--- Start of Data for processing ---

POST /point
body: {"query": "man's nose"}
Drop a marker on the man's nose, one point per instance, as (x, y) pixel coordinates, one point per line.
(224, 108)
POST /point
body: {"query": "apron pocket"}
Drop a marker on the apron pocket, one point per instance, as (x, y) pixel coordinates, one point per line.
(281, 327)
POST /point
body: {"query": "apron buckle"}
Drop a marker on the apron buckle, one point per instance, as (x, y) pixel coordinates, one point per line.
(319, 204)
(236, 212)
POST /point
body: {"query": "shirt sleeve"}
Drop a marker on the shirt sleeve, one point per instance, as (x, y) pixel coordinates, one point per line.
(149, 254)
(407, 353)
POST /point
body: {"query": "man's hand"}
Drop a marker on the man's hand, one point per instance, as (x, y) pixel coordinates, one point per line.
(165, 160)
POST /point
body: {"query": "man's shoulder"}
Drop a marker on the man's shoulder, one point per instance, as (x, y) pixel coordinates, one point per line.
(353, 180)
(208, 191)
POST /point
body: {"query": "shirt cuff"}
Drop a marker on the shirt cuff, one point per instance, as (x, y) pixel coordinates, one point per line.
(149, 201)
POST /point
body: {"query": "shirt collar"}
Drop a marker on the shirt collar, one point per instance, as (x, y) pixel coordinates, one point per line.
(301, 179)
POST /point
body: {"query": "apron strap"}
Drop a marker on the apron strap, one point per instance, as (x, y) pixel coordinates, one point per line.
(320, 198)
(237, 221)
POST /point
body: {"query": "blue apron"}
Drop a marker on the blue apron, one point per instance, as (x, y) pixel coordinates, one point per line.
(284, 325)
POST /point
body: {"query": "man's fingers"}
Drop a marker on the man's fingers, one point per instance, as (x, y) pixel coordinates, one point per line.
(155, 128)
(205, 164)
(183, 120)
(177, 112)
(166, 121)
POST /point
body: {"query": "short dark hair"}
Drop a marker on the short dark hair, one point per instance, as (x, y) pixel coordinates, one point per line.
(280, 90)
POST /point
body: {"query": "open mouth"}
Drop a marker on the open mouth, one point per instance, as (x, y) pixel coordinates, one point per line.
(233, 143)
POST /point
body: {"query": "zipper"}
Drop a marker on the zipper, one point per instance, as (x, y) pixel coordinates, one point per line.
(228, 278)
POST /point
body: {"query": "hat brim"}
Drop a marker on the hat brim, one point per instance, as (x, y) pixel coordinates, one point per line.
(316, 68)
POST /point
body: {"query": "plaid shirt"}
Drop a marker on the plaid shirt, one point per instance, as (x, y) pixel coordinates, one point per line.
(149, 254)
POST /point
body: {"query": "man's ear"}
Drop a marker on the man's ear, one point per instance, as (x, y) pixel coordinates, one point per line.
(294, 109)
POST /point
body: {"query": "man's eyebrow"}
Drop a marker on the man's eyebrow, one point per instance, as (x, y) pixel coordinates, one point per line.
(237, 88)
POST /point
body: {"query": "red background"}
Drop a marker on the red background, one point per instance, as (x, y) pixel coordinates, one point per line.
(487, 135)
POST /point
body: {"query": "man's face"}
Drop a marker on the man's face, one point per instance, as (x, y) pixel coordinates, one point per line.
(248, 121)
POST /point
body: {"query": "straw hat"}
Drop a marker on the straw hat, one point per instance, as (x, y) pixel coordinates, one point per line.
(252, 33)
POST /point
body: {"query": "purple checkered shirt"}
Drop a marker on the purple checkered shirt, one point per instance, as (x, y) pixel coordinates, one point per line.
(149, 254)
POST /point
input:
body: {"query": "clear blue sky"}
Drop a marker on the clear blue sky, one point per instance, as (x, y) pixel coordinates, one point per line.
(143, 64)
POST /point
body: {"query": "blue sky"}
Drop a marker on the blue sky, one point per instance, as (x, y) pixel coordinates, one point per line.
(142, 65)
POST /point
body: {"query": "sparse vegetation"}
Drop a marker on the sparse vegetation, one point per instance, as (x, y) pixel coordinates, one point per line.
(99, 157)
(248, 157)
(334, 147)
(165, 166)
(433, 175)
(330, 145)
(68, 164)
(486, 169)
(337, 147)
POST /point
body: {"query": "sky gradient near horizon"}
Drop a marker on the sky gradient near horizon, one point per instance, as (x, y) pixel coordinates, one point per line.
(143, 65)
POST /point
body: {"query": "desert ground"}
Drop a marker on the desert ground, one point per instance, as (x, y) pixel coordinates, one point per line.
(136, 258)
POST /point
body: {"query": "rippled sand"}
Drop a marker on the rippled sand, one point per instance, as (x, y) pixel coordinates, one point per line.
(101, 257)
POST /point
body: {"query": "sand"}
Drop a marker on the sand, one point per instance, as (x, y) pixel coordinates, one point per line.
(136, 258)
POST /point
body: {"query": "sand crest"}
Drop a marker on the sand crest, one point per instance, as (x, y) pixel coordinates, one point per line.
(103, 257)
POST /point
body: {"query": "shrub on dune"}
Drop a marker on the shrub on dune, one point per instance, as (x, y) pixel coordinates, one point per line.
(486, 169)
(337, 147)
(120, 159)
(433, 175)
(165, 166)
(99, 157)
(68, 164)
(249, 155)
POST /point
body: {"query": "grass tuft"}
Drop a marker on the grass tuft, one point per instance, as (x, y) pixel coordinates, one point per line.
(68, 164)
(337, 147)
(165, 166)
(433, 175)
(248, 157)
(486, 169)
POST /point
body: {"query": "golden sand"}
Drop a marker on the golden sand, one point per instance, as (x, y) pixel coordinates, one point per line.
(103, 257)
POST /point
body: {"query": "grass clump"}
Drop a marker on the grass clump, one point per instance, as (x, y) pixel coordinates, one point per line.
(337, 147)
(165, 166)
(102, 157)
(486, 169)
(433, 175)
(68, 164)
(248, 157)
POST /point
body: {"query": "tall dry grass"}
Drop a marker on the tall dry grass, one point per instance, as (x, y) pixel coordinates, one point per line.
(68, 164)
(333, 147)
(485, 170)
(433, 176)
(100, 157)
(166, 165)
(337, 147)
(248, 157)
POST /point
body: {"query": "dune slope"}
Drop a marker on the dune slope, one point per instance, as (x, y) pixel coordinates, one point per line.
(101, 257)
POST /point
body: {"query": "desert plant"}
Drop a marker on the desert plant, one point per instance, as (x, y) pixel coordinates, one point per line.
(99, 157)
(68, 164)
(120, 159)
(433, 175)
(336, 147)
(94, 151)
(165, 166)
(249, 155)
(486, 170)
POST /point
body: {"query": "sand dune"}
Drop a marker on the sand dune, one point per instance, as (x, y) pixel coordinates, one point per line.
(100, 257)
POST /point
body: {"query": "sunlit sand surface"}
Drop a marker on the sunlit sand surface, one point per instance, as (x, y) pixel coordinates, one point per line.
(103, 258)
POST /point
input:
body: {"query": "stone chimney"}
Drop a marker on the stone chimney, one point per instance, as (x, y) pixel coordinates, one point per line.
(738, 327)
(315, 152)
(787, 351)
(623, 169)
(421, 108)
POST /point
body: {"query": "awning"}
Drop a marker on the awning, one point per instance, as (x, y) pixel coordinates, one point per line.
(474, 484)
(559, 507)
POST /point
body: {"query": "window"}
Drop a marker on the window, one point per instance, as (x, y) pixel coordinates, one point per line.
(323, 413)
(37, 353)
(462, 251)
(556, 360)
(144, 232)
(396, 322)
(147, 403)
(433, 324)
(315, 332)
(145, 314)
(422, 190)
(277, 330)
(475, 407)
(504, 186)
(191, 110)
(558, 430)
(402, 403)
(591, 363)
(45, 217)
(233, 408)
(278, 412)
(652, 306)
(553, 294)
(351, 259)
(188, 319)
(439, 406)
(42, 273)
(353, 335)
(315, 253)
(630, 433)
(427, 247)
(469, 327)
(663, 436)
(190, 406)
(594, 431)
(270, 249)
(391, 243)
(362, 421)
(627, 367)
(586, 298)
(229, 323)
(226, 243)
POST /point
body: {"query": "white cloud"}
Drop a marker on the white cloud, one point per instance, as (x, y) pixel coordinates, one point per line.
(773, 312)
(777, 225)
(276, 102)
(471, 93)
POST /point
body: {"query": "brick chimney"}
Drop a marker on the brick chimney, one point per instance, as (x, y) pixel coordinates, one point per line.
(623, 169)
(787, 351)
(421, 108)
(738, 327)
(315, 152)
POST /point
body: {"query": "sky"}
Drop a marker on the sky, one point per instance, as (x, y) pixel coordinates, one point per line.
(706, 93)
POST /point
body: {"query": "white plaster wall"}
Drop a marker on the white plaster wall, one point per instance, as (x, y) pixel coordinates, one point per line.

--- End of Data for processing ---

Which of the lines above contain the word "buckle"? Select and copy each of them.

body: {"query": "apron buckle"}
Drop a marker on the apron buckle, one point per instance, as (x, y) pixel coordinates, one point per line.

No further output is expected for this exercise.